++++ EXCERPTED PASSAGE ++++
In-degree propensity for each node. If not provided, a constant value will be used. Note that the values will be normalized inside each group, if they are not already so.

directedbool (optional, default: False)

Whether the graph is directed.

micro_ersbool (optional, default: False)

If true, the microcanonical version of the model will be evoked, where the numbers of edges between groups will be given exactly by the parameter probs, and this will not fluctuate between samples.

micro_degsbool (optional, default: False)

If true, the microcanonical version of the degree-corrected model will be evoked, where the degrees of nodes will be given exactly by the parameters out_degs and in_degs, and they will not fluctuate between samples. (If micro_degs == True it implies micro_ers == True.)

Returns:
gGraph

The generated graph.

See also

random_graph

random graph generation

Notes

The algorithm generates multigraphs with self-loops, according to the Poisson degree-corrected stochastic block model (SBM) [karrer-stochastic-2011], which includes the traditional SBM as a special case.

The multigraphs are generated with probability

\[P({\boldsymbol A}|{\boldsymbol \theta},{\boldsymbol \lambda},{\boldsymbol b}) = \prod_{i<j}\frac{e^{-\lambda_{b_ib_j}\theta_i\theta_j}(\lambda_{b_ib_j}\theta_i\theta_j)^{A_{ij}}}{A_{ij}!} \times\prod_i\frac{e^{-\lambda_{b_ib_i}\theta_i^2/2}(\lambda_{b_ib_i}\theta_i^2/2)^{A_{ij}/2}}{(A_{ij}/2)!},\]

where \(\lambda_{rs}\) is the edge propensity between groups \(r\) and \(s\), and \(\theta_i\) is the propensity of node i to receive edges, which is proportional to its expected degree. Note that in the algorithm it is assumed that the node propensities are normalized for each group,

\[\sum_i\theta_i\delta_{b_i,r} = 1,\]

such that the value \(\lambda_{rs}\) will correspond to the average number of edges between groups \(r\) and \(s\) (or twice that if \(r = s\)). If the supplied values of \(\theta_i\) are not normalized as above, they will be normalized prior to the generation of the graph.

For directed graphs, the probability is analogous, with \(\lambda_{rs}\) being in general asymmetric:

\[P({\boldsymbol A}|{\boldsymbol \theta},{\boldsymbol \lambda},{\boldsymbol b}) = \prod_{ij}\frac{e^{-\lambda_{b_ib_j}\theta^+_i\theta^-_j}(\lambda_{b_ib_j}\theta^+_i\theta^-_j)^{A_{ij}}}{A_{ij}!}.\]

Again, the same normalization is assumed:

\[\sum_i\theta_i^+\delta_{b_i,r} = \sum_i\theta_i^-\delta_{b_i,r} = 1,\]

such that the value \(\lambda_{rs}\) will correspond to the average number of directed edges between groups \(r\) and \(s\).
++++ PROVIDED DATA ++++
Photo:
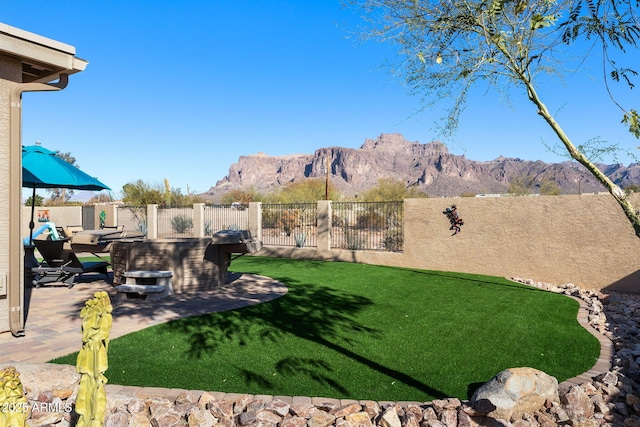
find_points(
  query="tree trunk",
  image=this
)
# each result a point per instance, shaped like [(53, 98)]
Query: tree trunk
[(618, 194)]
++++
Extract the part of the excerpt on the stochastic block model generator starting with "In-degree propensity for" and going on through "not already so.". The entries are separate material and have no connection to the excerpt on the stochastic block model generator.

RESULT BELOW:
In-degree propensity for each node. If not provided, a constant value will be used. Note that the values will be normalized inside each group, if they are not already so.